(EXERCISE INPUT Opens)
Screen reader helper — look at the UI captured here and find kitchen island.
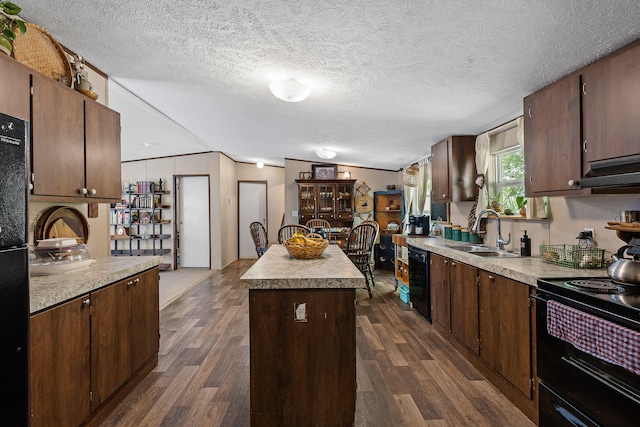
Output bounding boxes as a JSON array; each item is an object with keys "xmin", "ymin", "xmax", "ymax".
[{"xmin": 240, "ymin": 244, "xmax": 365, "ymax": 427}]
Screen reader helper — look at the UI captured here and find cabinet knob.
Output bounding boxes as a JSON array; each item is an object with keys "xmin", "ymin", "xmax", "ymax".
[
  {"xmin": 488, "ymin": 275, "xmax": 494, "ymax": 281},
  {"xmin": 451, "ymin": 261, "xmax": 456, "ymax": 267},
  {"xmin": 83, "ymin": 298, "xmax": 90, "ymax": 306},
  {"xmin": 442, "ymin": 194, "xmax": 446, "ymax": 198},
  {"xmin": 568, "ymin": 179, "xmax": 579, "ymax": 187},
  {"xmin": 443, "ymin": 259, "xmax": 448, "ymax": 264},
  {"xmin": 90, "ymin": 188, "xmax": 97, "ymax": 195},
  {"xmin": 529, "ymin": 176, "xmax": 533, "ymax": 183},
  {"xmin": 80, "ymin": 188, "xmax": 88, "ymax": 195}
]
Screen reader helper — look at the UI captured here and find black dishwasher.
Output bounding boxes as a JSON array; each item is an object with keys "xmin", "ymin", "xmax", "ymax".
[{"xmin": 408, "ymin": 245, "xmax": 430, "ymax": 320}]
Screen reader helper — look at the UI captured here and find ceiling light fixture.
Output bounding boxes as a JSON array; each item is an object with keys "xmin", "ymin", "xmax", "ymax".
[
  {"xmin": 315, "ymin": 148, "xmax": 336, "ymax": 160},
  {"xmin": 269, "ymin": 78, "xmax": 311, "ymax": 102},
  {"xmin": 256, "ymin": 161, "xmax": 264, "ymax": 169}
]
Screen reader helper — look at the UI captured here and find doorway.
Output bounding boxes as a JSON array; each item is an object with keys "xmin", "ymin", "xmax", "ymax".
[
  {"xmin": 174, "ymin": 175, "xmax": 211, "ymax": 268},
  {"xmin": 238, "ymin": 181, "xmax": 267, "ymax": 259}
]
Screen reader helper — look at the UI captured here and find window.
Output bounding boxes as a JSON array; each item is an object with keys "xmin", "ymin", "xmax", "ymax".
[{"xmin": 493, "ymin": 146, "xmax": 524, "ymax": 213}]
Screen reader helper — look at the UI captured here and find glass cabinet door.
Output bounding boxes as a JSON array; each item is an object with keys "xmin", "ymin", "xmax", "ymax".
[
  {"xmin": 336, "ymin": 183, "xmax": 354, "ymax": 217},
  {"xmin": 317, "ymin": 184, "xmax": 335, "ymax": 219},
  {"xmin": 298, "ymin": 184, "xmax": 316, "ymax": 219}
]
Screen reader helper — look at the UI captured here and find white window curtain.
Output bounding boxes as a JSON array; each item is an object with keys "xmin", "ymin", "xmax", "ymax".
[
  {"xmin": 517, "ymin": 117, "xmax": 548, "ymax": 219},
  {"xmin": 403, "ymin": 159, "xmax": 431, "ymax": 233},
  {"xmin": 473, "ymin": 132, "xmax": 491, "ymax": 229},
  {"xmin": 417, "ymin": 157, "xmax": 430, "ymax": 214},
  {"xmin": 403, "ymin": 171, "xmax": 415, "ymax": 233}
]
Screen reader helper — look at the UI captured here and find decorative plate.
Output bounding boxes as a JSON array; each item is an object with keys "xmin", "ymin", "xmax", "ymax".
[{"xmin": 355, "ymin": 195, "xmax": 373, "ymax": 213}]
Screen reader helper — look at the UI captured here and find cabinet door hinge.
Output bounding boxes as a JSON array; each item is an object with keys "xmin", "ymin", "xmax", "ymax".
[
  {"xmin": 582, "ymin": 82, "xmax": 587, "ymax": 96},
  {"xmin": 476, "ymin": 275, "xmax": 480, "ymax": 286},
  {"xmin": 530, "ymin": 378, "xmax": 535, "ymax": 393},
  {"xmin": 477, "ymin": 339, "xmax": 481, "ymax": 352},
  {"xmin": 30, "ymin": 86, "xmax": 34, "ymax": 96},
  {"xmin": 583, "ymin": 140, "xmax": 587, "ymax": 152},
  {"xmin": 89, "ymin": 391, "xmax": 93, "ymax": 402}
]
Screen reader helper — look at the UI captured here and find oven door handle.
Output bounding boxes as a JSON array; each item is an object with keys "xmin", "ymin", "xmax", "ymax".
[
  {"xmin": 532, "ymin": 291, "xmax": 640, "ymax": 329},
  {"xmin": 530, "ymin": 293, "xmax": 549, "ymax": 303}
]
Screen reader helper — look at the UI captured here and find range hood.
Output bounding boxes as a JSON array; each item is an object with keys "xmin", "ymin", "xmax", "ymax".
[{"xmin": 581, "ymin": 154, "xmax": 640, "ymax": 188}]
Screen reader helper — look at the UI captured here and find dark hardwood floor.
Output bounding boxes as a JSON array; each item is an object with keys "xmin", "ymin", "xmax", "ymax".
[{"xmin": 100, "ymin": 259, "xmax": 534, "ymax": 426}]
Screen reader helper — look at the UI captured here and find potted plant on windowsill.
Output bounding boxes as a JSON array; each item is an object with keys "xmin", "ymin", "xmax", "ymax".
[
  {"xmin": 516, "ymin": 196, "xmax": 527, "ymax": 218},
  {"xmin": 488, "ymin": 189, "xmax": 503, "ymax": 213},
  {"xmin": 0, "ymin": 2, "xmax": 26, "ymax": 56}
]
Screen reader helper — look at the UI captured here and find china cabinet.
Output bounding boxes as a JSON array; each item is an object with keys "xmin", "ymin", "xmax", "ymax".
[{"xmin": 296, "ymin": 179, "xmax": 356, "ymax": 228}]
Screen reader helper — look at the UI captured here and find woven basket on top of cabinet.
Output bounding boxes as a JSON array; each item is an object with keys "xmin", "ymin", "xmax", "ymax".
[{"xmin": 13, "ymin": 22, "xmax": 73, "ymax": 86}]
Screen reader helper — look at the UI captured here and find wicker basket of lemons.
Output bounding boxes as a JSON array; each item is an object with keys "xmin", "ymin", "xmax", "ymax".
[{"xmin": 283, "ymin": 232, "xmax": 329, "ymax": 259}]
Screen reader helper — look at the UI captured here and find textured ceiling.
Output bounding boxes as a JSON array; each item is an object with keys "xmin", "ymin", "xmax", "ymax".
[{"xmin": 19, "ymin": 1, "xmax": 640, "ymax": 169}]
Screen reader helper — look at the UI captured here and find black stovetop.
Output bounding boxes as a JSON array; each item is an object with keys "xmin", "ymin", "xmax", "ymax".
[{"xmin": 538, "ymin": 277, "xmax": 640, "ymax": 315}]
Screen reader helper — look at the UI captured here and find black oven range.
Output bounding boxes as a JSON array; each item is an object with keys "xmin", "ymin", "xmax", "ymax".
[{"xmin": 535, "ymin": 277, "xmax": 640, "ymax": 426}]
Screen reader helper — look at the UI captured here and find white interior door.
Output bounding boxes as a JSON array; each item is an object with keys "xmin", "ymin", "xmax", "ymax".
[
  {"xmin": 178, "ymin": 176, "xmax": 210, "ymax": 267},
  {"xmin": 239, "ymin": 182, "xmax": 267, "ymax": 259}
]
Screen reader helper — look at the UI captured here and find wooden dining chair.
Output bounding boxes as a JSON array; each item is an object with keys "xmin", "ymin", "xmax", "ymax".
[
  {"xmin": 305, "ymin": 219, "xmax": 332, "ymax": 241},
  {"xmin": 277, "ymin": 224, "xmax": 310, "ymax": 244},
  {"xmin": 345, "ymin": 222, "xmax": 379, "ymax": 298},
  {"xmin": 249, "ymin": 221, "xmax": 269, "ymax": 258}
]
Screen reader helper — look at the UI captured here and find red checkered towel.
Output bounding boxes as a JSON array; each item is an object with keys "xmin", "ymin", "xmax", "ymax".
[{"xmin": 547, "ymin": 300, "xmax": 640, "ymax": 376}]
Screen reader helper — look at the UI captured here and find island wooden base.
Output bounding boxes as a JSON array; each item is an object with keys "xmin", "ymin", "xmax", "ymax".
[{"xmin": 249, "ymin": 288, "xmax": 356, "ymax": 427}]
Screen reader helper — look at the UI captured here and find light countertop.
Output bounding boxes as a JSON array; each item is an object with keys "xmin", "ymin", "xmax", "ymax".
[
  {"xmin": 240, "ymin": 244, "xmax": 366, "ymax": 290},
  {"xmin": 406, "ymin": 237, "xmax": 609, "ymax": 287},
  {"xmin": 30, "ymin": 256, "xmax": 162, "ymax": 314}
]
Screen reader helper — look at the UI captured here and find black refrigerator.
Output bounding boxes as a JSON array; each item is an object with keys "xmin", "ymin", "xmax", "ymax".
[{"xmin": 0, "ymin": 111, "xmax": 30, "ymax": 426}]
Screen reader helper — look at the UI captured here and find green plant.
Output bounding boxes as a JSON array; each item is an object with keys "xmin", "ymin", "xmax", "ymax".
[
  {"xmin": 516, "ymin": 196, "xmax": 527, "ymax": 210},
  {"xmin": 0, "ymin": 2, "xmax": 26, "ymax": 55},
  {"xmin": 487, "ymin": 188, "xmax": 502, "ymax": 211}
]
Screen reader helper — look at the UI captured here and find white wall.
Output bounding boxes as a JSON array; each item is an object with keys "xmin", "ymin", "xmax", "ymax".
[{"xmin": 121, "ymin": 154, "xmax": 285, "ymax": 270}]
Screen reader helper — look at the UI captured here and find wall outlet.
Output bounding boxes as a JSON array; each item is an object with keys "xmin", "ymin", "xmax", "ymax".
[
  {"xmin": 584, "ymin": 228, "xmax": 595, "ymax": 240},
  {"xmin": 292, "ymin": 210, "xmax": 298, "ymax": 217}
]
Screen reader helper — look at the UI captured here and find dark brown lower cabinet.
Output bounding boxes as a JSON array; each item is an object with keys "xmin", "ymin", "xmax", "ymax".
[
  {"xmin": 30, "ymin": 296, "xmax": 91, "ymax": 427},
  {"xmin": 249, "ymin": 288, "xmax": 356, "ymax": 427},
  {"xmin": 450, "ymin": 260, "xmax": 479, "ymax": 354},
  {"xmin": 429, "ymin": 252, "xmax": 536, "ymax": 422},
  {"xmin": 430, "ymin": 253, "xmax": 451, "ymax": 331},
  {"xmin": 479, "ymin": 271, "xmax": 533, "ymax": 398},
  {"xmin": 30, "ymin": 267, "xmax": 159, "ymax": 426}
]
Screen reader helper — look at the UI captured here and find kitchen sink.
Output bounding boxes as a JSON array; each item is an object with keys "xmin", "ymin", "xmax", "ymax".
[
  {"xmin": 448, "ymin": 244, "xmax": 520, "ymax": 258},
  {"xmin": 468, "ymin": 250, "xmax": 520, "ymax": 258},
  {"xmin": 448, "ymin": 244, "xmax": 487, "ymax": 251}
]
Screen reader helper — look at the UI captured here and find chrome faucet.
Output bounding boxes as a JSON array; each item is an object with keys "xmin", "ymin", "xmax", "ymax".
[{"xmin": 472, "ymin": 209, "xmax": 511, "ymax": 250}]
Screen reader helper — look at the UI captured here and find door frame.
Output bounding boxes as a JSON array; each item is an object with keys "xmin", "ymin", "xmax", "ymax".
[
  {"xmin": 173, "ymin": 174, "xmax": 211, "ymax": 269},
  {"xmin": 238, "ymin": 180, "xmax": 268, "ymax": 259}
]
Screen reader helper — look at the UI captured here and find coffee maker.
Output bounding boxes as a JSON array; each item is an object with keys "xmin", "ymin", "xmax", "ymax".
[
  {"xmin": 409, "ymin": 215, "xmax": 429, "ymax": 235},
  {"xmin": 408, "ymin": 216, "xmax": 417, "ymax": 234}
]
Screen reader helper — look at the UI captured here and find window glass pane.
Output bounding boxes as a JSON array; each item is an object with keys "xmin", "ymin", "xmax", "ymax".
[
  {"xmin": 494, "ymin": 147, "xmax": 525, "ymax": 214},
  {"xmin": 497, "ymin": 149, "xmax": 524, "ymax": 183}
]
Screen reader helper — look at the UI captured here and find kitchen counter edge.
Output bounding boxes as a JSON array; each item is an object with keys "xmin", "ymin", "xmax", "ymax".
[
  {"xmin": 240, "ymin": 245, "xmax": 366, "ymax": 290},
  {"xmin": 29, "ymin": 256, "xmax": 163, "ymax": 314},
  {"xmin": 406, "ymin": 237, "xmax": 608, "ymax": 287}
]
(EXERCISE INPUT Closes)
(EXERCISE INPUT Opens)
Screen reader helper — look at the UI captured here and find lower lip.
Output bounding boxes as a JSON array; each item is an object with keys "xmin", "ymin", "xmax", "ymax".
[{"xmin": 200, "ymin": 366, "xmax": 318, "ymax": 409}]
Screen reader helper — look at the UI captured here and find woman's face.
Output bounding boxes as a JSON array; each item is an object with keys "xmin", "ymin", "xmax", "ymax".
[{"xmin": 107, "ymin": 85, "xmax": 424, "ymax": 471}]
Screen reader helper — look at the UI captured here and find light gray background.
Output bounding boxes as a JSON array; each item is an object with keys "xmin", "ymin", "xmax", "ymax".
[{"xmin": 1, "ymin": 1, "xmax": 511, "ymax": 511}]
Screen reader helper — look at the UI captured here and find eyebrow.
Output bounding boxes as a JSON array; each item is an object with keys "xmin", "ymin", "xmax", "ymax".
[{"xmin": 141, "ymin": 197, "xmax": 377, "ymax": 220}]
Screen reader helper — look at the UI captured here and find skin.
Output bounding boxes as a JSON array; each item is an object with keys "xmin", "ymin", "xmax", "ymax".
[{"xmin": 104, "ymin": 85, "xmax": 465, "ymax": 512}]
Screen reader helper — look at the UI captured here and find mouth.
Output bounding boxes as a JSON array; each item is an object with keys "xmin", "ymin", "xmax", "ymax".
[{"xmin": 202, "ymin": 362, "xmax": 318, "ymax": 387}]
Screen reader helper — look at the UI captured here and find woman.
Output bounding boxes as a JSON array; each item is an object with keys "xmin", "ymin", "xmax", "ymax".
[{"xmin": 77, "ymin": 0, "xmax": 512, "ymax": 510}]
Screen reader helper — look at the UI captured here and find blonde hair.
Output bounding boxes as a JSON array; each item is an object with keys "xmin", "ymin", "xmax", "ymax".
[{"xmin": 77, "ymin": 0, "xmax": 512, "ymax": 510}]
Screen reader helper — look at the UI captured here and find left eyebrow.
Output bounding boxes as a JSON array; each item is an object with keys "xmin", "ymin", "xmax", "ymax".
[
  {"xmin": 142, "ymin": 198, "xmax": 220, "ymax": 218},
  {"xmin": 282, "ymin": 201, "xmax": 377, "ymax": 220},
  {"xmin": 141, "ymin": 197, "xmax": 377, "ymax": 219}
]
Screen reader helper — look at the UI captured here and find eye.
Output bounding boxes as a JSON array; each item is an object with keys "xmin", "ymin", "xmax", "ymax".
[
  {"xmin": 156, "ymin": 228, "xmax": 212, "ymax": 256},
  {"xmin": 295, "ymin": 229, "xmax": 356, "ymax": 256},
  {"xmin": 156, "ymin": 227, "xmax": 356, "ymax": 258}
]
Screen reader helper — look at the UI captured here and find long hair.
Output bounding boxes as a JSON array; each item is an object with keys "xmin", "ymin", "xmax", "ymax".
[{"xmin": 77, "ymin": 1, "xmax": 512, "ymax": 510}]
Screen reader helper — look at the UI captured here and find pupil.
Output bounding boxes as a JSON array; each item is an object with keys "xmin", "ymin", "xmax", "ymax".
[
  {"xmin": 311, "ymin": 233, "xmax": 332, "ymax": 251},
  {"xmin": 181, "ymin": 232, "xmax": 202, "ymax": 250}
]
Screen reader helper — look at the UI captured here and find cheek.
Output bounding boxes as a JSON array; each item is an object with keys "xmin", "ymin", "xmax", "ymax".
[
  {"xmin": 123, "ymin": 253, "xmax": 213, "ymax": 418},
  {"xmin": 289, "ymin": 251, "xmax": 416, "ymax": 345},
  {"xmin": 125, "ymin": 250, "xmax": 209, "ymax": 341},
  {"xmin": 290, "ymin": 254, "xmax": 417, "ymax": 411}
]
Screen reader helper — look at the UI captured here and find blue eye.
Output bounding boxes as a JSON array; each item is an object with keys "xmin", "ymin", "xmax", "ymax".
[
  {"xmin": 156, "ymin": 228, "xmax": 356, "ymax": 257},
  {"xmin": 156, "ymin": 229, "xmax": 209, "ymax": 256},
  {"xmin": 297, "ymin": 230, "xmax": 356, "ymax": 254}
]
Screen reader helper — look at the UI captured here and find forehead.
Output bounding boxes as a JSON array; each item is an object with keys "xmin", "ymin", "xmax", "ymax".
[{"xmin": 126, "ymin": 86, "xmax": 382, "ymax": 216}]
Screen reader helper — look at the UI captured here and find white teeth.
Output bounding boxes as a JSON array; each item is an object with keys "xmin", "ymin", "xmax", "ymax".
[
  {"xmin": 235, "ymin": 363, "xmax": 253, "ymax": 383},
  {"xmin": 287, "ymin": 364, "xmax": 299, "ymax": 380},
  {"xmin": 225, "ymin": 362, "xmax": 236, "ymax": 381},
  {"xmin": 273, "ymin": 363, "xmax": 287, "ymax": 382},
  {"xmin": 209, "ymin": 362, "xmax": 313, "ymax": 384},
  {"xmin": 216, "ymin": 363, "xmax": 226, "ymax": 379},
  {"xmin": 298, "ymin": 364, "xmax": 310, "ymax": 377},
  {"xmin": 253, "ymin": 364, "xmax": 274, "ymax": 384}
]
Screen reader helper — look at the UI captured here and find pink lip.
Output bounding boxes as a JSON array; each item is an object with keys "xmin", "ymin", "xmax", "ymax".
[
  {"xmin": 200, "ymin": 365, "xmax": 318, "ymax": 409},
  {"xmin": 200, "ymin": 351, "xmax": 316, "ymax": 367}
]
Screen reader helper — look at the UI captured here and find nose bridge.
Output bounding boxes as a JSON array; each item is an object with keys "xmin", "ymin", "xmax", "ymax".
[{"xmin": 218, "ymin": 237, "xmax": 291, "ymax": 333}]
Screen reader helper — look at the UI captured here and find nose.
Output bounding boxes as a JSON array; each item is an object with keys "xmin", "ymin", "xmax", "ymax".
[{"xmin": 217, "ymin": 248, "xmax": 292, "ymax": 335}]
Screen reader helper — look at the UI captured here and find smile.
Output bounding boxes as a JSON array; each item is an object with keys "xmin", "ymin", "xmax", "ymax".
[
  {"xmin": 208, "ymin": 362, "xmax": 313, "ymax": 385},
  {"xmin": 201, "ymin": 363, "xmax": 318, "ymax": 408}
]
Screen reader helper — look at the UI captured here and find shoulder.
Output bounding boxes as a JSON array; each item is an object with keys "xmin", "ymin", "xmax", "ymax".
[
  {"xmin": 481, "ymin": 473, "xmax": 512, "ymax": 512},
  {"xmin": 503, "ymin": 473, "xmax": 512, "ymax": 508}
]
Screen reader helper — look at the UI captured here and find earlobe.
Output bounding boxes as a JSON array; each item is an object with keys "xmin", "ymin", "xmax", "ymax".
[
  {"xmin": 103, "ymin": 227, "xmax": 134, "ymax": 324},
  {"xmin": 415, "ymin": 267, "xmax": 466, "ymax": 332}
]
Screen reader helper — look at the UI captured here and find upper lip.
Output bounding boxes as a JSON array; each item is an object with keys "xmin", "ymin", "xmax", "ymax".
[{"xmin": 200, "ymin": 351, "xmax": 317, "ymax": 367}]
(EXERCISE INPUT Closes)
BRIEF: From the data above, report how many lines hold the word "range", answering with the number by itself.

REPLY TO THE TASK: 2